- Page text -
_ _ _ _

Home News Human Rights Minorities Continue to Be Targeted by Iranian Authorities

Minorities Continue to Be Targeted by Iranian Authorities

The most recent news indicates that Mohammad Raji, a Gonabadi Dervish, died in Tehran while in police custody sometime at the end of February or beginning of this month. His daughter, Tayebeh Raji, said that the family have plans to sue the Iranian authorities and a lawyer is looking into the case. She said that they are demanding that an autopsy is carried out. She said: “We need to shed light on this crime.”

Authorities say that Raji was hurt during the recent protests and will not take responsibility for his death.

The daughter said that her father’s death while in police custody is a major blow to the family, especially considering her father’s service for the country during the Iran-Iraq war.

The Tehran prosecutor acknowledged that Raji has died but stated that it was because of the injuries sustained during the protests and not during an interrogation or investigation process.
Tayebeh Raji was also arrested in February but was quickly released. Her brother – Mohammad Ali Raji – was arrested too, and the family has had no information about his whereabouts since 20th February.

He is one of several hundred Sufi Gonabadi Order members that were arrested during clashes with the police in Tehran last month.

There are many people in Iran dying in state custody and it is unacceptable that the authorities are allowed to conceal the actual circumstances of such tragedies. One can only wonder how many lives will be sacrificed before independent investigations are carried out.

Clerics in Iran have supressed minorities in Iran for years and many have been arrested and put in jail for their beliefs. It has been reported that Friday prayer leaders are calling Dervishes spies and terrorists. One Friday prayer leader said in February: “[The Dervishes] caused these riots to cover up the enemy’s espionage operations against our missile sites under the guise of environmental protection. These [Dervishes] must be uprooted for harming people’s security.”

Many Dervishes have been denied university education and the authorities see their alternative beliefs as a threat to their rule.

In the clashes in February, there were reportedly almost two hundred Dervish activists that required medical attention after they were violently attacked by plain clothed officers and policemen.
The news of this suppression, and the general oppression faced by the wider public, is very worrying and numerous human rights organisations have called on the Iranian regime to immediately put an end to it.
Iran is notorious for arbitrary arrests and detainments and it executes thousands of prisoners every year. In Amnesty International’s most recent report regarding the international human rights situation, a number of the regime’s activities were highlighted.

Following the recent protests in Iran that started at the end of last year, millions of people in Iran are calling for regime change. It is very clear that this is the only viable solution for a peaceful Iran.

_ _ _ _

- Exercise data -
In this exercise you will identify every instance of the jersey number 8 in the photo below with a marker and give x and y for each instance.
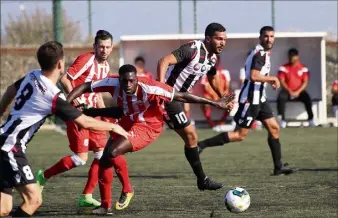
(25, 94)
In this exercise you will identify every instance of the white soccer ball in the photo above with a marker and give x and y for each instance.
(237, 200)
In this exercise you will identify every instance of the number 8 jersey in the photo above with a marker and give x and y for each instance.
(37, 98)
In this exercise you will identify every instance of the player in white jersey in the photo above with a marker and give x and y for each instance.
(253, 102)
(36, 97)
(192, 61)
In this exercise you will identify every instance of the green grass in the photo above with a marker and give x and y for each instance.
(165, 186)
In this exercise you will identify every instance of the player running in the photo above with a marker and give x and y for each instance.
(192, 61)
(36, 98)
(253, 103)
(141, 100)
(87, 67)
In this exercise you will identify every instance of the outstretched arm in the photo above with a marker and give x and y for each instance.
(190, 98)
(8, 97)
(79, 90)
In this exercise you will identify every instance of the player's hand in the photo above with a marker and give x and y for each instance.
(119, 130)
(275, 83)
(225, 102)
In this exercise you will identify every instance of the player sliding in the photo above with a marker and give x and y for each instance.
(36, 97)
(253, 103)
(141, 100)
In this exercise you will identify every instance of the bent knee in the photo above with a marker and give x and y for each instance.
(79, 160)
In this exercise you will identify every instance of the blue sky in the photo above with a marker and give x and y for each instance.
(161, 17)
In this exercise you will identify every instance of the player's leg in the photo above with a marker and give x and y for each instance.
(187, 132)
(271, 124)
(306, 99)
(32, 200)
(282, 99)
(6, 202)
(78, 143)
(206, 109)
(6, 185)
(244, 118)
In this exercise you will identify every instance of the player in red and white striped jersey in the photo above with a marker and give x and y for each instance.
(141, 100)
(36, 97)
(87, 67)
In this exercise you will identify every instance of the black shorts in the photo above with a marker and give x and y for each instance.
(14, 170)
(175, 117)
(247, 113)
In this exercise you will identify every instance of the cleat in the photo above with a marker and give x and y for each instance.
(99, 211)
(208, 184)
(40, 179)
(284, 170)
(87, 200)
(124, 200)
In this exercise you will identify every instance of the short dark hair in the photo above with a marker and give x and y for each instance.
(212, 28)
(103, 35)
(139, 58)
(49, 54)
(266, 28)
(293, 52)
(126, 69)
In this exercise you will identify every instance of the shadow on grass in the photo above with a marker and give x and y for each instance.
(318, 169)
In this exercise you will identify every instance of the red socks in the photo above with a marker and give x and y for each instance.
(63, 165)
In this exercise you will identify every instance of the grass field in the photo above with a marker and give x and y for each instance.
(165, 186)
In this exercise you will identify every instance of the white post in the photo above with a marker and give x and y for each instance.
(322, 104)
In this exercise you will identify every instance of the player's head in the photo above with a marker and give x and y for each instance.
(267, 37)
(215, 37)
(103, 45)
(128, 78)
(293, 55)
(139, 62)
(50, 57)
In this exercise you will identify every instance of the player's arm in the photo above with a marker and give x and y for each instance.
(184, 53)
(258, 61)
(79, 90)
(66, 112)
(186, 97)
(8, 97)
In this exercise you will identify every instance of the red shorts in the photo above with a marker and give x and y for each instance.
(84, 140)
(142, 134)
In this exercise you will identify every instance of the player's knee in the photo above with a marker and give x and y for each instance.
(98, 155)
(115, 152)
(78, 161)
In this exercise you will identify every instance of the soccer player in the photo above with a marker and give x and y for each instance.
(87, 67)
(294, 78)
(253, 102)
(36, 97)
(140, 64)
(224, 81)
(141, 100)
(192, 61)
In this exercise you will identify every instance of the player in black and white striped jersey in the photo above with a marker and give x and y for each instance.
(190, 62)
(36, 97)
(253, 102)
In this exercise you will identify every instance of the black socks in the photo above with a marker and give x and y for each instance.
(276, 153)
(193, 157)
(217, 140)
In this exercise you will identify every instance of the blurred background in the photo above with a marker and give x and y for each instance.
(27, 24)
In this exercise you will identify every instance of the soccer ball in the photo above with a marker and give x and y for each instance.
(237, 200)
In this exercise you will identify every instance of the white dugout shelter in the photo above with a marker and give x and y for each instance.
(311, 46)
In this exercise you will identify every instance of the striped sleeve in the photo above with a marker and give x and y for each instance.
(105, 85)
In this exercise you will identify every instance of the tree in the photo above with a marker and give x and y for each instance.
(37, 28)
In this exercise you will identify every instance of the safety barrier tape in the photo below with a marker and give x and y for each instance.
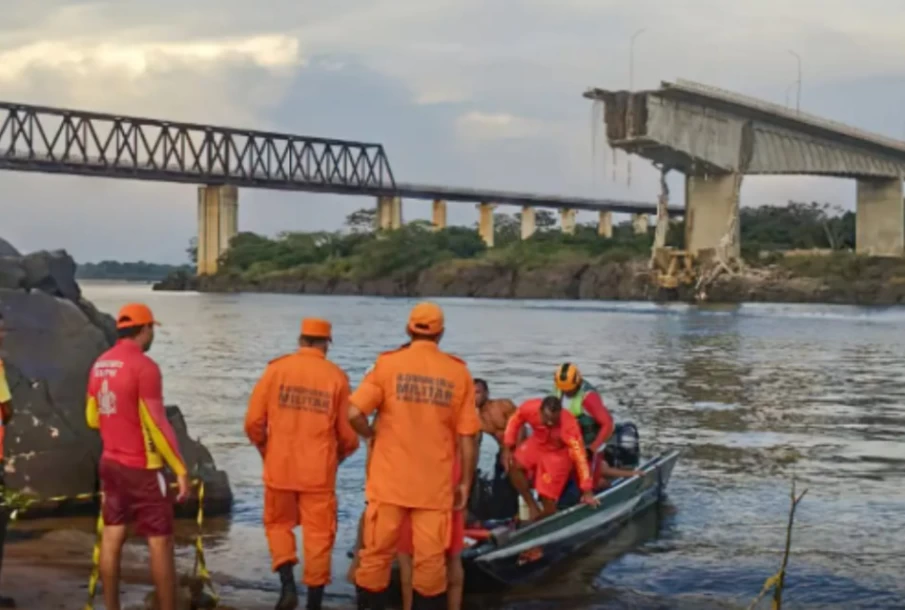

_ _ _ _

- Exercise directions -
Which members of the Raji family are named in the article about minorities targeted by Iranian authorities?

- Written response -
Mohammad Raji, Tayebeh Raji and Mohammad Ali Raji.